> TASK ITEM
According to the text about Charlie Sheen and Lindsay Lohan, how much money did Sheen give Lohan, and what was it meant to help with?

> DOCUMENT SECTION

Charlie Sheen To Lindsay Lohan: ‘Why You No BJ?’
So remember when Charlie Sheen gave Lindsay Lohan $100,000 to help with her IRS debt and everyone just assumed she blew him because she’s a prostitute. A prostitute of the night. Turns out he really did just send her the money out of the goodness of his heart which she immediately spent without even thanking him, so we’re right back into I Believe Everything That Just Happened Here Land. ET Online reports:
“I’m still waiting for a text to say ‘thank you,'” laughed Sheen. “Anything, you know?”
Nevertheless he wished “the best” for Lohan, explaining that she’s “a very good and decent young lady that is just going through a lot.”

> RECORDS
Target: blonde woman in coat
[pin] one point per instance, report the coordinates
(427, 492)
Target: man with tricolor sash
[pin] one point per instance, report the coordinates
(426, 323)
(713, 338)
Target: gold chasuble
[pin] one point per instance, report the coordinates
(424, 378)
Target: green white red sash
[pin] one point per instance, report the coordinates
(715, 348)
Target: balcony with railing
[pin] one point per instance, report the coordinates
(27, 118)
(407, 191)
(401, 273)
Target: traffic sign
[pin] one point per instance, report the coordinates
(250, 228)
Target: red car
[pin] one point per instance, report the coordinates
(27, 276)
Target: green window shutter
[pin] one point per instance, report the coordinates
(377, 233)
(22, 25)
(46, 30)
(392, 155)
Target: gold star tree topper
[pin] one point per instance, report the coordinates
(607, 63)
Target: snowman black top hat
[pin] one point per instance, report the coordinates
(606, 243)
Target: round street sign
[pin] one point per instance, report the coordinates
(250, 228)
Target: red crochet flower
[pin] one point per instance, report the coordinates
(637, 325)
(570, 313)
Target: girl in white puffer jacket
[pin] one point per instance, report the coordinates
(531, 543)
...
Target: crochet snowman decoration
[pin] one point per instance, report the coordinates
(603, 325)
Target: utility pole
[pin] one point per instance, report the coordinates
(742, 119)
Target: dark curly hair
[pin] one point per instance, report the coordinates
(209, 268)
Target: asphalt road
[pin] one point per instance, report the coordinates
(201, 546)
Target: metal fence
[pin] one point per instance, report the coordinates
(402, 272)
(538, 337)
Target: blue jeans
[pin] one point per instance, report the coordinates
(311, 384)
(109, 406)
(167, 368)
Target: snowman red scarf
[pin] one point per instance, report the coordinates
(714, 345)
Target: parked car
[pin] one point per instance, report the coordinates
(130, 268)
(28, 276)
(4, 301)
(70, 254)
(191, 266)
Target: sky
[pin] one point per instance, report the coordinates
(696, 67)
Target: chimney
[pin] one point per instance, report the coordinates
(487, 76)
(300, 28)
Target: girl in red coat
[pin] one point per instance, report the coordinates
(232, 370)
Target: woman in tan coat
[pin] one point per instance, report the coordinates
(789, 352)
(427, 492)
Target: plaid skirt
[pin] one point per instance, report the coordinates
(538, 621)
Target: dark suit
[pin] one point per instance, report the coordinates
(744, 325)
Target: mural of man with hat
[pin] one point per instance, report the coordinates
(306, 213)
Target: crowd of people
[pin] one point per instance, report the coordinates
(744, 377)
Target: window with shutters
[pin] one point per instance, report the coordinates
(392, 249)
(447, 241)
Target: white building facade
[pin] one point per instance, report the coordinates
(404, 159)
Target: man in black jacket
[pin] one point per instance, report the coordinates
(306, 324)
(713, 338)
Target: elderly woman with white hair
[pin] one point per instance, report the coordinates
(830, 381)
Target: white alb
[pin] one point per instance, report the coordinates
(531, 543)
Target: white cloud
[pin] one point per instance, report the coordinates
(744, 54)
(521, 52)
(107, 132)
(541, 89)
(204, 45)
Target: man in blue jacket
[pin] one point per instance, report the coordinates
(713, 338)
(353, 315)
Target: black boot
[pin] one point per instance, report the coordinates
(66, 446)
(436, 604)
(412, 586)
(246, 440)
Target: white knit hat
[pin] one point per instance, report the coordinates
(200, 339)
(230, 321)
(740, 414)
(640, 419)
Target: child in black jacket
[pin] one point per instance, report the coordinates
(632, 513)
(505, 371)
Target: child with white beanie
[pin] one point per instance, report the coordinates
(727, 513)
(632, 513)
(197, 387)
==
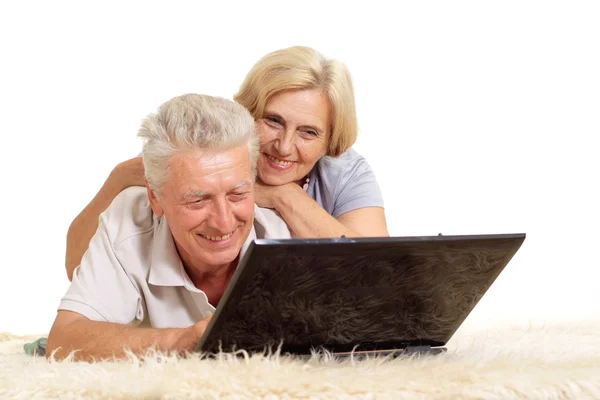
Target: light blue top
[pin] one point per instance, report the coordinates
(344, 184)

> RESULT
$100,000, to help with her IRS debt.